_Problem statement_
Show each line of the items below that contains the string "wall", copied unchanged and one per line.

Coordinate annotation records

******

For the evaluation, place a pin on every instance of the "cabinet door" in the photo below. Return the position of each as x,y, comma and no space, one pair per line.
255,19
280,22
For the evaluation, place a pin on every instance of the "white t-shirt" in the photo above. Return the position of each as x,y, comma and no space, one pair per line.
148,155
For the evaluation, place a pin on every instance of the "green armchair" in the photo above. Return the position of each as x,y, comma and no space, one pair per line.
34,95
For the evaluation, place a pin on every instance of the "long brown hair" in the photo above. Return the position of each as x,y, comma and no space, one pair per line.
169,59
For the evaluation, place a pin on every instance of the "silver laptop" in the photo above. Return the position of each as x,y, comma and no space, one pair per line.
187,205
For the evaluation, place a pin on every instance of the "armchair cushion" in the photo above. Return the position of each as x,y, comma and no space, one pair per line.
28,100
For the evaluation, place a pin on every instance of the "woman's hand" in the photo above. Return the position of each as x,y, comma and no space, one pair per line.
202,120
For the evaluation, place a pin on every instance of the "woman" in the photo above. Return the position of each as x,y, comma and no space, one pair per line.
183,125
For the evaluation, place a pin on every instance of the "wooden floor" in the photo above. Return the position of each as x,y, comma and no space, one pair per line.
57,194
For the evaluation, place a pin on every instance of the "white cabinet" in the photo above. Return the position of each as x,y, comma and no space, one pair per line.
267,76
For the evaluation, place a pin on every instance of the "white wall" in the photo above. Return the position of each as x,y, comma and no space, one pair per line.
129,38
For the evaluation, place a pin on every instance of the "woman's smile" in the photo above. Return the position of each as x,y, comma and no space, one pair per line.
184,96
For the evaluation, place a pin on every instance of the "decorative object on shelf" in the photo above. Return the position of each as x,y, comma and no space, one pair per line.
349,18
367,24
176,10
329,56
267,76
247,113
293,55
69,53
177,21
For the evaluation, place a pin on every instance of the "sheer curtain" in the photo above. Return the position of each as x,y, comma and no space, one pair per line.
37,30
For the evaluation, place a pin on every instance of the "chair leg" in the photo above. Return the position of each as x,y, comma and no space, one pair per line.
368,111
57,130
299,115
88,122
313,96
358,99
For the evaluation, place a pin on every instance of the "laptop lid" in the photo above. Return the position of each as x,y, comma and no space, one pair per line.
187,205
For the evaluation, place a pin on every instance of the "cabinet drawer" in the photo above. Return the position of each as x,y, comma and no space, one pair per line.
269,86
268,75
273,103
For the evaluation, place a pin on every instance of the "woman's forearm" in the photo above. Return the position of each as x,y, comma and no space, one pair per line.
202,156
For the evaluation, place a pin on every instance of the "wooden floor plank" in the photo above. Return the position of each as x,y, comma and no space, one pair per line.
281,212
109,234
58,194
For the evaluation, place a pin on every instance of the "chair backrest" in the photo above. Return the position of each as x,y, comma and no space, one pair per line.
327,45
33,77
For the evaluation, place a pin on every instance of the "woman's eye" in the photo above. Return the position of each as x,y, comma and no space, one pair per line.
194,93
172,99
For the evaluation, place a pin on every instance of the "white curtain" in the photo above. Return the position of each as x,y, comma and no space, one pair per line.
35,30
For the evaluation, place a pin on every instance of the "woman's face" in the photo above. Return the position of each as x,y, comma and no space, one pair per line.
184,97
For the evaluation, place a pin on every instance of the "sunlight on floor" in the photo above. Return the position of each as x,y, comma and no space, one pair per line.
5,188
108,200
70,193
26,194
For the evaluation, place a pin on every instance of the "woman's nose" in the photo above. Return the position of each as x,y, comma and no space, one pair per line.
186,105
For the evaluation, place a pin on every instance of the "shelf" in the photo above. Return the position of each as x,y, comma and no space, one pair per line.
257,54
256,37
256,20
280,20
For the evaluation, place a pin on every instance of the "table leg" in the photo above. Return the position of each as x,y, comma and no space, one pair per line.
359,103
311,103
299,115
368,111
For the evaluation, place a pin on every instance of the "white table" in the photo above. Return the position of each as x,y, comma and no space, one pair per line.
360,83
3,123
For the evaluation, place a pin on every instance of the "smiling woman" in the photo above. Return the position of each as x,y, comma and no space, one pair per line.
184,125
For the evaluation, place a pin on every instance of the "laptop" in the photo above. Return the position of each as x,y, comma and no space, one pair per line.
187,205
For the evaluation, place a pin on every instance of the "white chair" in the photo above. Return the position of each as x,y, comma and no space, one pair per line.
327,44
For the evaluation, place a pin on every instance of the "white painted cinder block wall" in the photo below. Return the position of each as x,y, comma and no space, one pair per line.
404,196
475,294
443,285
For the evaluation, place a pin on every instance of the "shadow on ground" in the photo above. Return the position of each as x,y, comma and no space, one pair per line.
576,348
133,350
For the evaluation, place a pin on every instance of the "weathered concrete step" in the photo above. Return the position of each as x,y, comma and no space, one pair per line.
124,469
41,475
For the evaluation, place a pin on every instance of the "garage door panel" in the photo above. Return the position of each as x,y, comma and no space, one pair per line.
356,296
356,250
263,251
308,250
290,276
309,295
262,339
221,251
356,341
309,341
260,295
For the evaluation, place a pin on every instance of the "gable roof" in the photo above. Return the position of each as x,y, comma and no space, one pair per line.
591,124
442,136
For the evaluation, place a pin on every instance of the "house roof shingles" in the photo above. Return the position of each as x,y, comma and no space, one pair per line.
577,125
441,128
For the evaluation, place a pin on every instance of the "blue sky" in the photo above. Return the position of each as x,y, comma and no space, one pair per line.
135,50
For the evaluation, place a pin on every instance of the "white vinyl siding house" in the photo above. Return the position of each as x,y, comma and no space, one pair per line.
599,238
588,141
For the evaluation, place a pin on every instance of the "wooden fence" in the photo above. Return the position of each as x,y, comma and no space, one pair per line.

******

_Written reply_
For the evaluation, place a pin on every instance of the "white wall" in the photo above. Return the position of each as x,y, comma and no space, one pair per line.
For the evaluation, place a pin on every instance of the "white painted cinder block wall" in the photo below. Return the position of each as x,y, comma and no space, one pair per line.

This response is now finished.